Challenge
From the items below, copy word for word every line from the one containing "Can you find the short" through the one containing "[[105, 127]]", including both of those lines. Leave the pictures out.

Coordinate annotation items
········

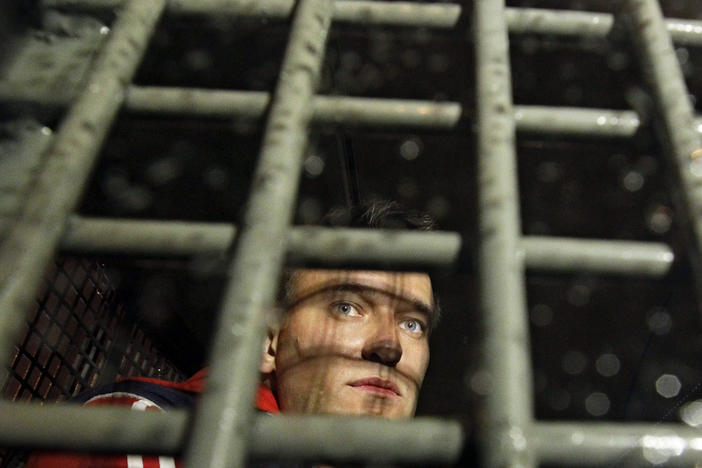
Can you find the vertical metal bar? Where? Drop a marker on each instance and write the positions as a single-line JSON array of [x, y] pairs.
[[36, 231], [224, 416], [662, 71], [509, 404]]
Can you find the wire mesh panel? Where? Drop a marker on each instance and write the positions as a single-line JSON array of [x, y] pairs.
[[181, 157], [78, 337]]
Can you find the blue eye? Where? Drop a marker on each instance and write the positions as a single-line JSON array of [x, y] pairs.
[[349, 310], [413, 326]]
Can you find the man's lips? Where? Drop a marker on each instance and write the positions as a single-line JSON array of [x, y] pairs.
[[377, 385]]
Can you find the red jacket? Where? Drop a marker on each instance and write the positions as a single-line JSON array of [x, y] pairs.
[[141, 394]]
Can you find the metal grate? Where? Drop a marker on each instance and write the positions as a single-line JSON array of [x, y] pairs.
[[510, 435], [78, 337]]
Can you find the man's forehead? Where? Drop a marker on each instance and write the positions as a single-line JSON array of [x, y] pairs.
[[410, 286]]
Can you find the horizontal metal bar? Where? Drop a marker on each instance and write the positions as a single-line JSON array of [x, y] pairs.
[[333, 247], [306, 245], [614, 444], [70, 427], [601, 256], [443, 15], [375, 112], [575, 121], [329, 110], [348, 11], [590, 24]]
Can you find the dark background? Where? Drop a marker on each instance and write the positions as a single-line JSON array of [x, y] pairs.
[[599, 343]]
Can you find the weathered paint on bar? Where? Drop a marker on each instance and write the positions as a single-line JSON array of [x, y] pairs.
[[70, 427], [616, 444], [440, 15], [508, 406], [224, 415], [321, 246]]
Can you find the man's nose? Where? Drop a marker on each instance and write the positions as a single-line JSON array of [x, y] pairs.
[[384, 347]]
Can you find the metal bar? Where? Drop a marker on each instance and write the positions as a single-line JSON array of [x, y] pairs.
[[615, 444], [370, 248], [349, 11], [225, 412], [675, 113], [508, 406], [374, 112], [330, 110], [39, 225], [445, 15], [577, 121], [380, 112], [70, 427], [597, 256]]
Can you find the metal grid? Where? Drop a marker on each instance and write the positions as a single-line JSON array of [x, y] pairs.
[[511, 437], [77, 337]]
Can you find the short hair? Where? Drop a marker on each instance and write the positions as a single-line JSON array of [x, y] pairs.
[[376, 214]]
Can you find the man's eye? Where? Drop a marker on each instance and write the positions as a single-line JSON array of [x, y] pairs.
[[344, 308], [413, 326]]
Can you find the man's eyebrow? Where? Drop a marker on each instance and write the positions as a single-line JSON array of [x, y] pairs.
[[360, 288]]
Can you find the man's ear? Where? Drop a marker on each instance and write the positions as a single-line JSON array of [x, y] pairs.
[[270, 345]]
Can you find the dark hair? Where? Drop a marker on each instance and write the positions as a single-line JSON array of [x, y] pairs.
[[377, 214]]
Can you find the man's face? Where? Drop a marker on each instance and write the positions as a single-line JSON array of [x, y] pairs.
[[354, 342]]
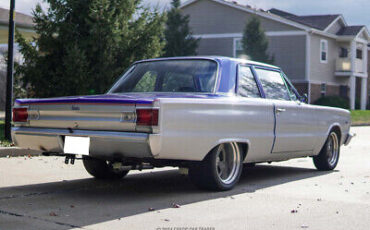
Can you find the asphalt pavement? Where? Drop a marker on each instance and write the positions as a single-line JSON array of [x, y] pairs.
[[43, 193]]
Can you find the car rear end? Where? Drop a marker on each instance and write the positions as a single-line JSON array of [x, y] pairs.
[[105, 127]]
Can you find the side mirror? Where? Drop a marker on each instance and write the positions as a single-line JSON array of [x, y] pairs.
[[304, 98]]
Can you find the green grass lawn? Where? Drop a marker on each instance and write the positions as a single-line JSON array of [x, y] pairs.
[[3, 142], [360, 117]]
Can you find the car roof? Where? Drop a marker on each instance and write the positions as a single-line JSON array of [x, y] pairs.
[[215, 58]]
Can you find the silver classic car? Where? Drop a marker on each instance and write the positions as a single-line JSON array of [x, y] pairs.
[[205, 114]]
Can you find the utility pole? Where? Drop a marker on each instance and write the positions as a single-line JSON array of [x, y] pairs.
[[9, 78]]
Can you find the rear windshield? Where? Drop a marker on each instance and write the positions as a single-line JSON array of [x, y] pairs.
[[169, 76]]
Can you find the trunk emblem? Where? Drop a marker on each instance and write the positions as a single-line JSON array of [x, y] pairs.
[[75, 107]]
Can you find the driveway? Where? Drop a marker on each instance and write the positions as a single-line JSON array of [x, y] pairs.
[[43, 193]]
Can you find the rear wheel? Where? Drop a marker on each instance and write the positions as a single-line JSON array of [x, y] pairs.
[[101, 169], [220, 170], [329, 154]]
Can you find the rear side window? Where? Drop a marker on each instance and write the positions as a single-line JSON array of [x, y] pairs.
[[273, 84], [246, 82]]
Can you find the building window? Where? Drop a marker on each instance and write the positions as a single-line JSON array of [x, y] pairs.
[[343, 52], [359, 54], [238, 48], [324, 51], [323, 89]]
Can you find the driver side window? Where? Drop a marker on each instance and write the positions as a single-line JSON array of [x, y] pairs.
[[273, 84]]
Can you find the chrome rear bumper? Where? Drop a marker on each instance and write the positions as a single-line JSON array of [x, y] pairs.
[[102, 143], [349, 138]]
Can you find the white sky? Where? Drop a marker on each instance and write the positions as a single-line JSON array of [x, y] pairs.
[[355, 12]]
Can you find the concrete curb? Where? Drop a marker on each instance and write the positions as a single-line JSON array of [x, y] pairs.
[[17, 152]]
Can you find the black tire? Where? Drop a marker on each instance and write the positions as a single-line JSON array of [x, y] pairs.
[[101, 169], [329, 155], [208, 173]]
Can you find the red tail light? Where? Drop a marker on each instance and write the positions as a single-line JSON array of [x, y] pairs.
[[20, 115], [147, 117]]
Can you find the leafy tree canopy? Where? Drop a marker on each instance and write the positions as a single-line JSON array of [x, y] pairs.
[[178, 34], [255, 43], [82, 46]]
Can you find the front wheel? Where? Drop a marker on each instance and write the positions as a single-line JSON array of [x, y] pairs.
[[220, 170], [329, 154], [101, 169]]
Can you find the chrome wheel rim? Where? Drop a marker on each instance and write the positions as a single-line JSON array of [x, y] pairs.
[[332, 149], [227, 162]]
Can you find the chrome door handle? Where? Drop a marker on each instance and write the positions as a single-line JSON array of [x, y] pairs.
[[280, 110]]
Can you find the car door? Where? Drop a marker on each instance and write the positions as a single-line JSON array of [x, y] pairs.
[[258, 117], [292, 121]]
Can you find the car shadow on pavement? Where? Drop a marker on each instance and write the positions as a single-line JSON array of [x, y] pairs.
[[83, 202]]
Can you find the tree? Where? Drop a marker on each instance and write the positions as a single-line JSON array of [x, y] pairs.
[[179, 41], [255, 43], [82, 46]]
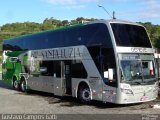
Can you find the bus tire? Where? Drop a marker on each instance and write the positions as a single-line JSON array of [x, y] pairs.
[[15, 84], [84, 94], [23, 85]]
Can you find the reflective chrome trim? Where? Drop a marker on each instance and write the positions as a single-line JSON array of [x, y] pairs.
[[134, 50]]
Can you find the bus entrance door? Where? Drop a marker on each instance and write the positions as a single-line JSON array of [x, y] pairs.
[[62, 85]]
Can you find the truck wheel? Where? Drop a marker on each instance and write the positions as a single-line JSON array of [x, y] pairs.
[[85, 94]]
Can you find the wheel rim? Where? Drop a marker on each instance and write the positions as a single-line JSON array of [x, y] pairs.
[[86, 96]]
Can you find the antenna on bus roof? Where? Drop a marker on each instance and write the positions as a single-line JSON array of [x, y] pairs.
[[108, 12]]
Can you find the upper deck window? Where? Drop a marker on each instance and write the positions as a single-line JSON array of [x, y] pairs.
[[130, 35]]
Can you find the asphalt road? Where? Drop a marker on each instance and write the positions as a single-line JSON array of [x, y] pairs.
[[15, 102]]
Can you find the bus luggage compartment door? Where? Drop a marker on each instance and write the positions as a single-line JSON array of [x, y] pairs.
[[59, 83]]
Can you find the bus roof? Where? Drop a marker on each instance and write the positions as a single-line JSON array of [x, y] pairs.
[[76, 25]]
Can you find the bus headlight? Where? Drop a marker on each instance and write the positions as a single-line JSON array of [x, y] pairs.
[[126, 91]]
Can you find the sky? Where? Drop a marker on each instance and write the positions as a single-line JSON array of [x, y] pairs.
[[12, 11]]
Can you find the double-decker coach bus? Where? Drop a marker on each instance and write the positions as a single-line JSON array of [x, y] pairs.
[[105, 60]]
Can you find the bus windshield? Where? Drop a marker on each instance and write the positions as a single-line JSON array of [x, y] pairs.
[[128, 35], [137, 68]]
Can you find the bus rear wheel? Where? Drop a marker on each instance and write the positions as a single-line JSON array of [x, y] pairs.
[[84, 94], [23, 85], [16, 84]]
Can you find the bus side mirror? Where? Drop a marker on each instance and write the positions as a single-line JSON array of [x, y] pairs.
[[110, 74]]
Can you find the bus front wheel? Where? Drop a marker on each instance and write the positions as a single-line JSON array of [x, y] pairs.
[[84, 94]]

········

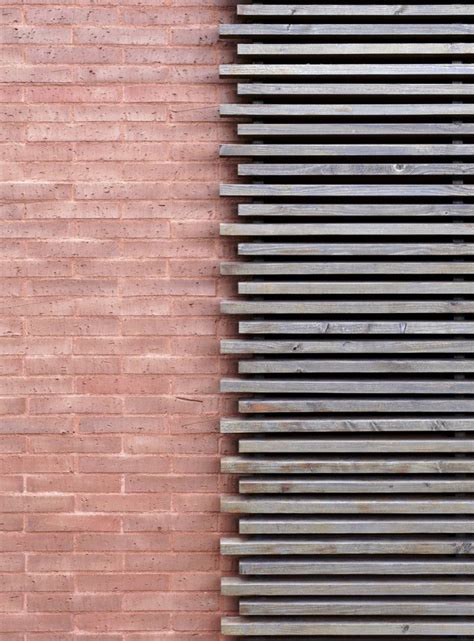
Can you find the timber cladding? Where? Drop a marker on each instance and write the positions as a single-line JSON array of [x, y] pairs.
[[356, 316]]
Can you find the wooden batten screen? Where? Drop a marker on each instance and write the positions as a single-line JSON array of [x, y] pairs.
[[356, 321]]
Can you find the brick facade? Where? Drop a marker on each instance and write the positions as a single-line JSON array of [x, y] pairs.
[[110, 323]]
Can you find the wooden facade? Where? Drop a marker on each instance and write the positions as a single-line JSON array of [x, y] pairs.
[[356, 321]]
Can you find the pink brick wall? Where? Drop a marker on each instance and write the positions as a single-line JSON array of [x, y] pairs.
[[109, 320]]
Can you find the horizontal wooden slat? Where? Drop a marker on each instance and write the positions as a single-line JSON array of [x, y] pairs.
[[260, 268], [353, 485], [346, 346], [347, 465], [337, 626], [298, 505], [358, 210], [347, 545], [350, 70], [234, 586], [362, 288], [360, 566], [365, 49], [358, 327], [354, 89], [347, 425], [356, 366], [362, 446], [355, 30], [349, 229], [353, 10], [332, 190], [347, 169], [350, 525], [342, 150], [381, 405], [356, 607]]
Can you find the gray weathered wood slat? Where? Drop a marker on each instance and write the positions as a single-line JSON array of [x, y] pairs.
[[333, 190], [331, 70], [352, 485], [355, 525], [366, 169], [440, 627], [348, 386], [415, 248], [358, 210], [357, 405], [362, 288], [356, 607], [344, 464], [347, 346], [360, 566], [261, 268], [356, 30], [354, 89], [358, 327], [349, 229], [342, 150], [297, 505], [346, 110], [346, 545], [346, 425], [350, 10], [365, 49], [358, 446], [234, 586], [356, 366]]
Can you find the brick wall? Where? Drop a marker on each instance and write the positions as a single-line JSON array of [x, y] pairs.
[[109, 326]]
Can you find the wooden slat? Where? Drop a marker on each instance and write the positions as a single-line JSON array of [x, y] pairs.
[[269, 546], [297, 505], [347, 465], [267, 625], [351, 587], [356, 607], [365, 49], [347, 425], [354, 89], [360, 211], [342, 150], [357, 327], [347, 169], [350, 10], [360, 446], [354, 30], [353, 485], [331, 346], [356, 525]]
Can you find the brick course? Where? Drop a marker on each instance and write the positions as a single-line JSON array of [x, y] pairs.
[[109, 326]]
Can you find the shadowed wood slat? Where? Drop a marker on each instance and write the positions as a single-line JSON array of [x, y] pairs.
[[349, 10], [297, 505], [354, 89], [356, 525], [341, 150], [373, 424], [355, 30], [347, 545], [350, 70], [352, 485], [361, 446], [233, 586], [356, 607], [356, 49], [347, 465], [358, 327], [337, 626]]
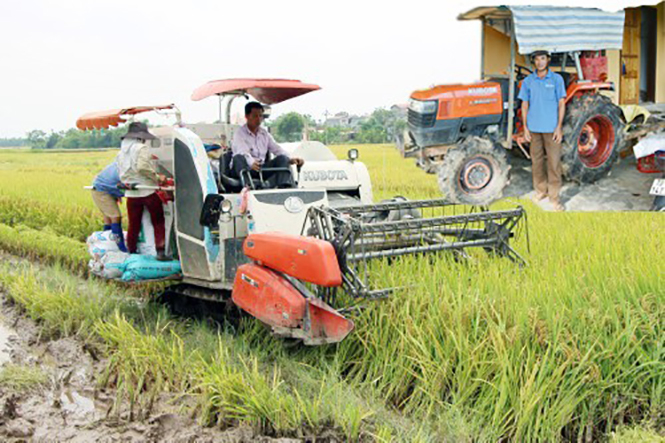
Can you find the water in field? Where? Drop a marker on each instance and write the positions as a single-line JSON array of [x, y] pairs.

········

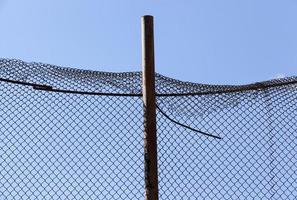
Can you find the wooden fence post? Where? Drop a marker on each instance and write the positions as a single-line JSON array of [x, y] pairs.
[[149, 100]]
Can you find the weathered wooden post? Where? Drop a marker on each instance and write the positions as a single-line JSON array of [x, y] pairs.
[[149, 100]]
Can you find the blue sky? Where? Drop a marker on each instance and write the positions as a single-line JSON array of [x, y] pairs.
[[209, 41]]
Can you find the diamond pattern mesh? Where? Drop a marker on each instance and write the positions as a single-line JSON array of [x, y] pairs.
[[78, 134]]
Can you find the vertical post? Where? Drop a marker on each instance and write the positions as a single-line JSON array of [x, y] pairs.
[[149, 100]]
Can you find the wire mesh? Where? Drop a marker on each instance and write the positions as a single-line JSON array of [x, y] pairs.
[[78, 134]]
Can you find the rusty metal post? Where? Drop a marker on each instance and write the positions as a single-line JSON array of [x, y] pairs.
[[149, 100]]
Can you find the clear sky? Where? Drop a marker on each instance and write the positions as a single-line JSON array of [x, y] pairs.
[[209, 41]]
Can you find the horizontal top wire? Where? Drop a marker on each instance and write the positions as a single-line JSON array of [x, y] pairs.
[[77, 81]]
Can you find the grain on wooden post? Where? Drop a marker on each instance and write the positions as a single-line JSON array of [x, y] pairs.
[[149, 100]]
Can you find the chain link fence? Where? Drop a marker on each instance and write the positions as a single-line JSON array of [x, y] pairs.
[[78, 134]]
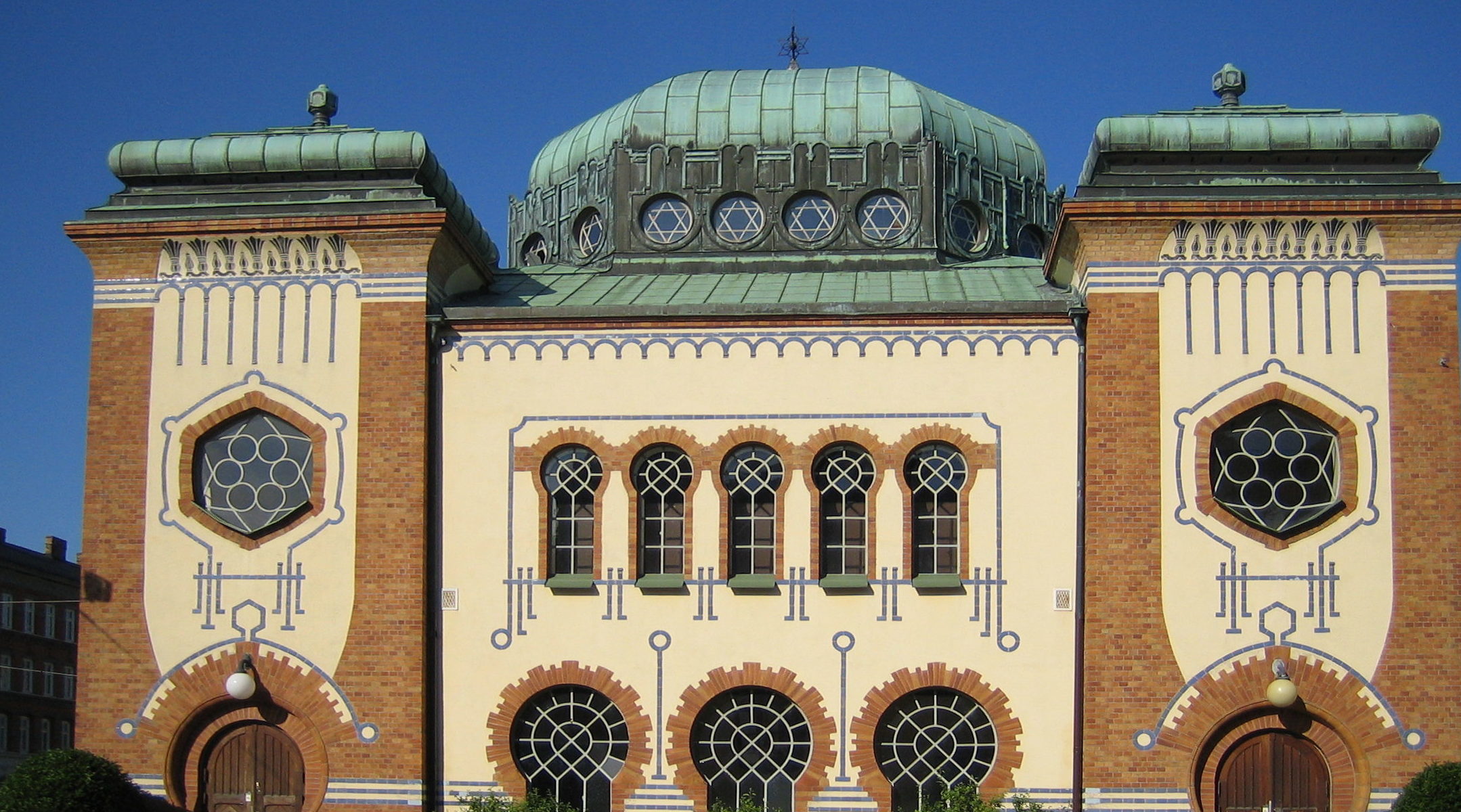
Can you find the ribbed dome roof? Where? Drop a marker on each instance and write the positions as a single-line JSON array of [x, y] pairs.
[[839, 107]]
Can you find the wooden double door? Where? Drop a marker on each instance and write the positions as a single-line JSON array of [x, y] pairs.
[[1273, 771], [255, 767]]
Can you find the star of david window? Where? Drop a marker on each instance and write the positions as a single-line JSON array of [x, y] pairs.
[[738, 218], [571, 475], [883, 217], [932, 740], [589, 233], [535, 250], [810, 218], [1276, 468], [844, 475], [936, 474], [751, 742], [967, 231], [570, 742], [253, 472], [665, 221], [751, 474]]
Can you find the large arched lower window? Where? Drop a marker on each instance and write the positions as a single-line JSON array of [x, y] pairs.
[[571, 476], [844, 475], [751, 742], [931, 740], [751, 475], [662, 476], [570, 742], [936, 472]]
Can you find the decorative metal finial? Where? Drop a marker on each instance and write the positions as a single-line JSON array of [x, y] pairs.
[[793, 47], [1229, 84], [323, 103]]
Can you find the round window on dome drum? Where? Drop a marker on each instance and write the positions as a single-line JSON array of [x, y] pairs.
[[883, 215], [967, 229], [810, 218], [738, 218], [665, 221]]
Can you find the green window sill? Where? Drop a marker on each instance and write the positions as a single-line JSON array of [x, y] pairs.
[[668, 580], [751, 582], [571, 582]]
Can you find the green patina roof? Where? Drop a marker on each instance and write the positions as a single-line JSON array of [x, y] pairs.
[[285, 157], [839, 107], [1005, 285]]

········

Written answer
Can you find the short hair? Where? Drop a marker on each instance and write the positions as a single-line JSON array of [x, y] pairs.
[[376, 214]]
Can you find the man's eye? Where? Drop a marker on each instance and write the positions as a single-line JSON array of [x, y] pairs.
[[344, 308], [413, 326]]
Can you find the man's eyebrow? Where? Drop a marker on each instance and write the positions as a single-line JSON array of [x, y] pairs.
[[360, 288]]
Can you find the man's ear? Where? Drop a marker on each instance and write the positions as a single-line JSON array of [x, y] pairs.
[[270, 345]]
Can you find the dark hair? Where? Drop a marker on each instance and write the positions as a single-line JSON array of [x, y] pairs.
[[377, 214]]
Can you find the man's face? Where? Drop a marker on each instance and write the positions as a single-line JSON array of [x, y] pairs.
[[354, 342]]
Can you find the asphalt pavement? Where? Drop a marker on each instance and write the positions as a single-line JSON array of [x, y] pairs.
[[43, 193]]
Can you find the car rear end? Where? Drop a marker on each instance and write the positions as a single-line JSON array of [x, y] pairs.
[[105, 127]]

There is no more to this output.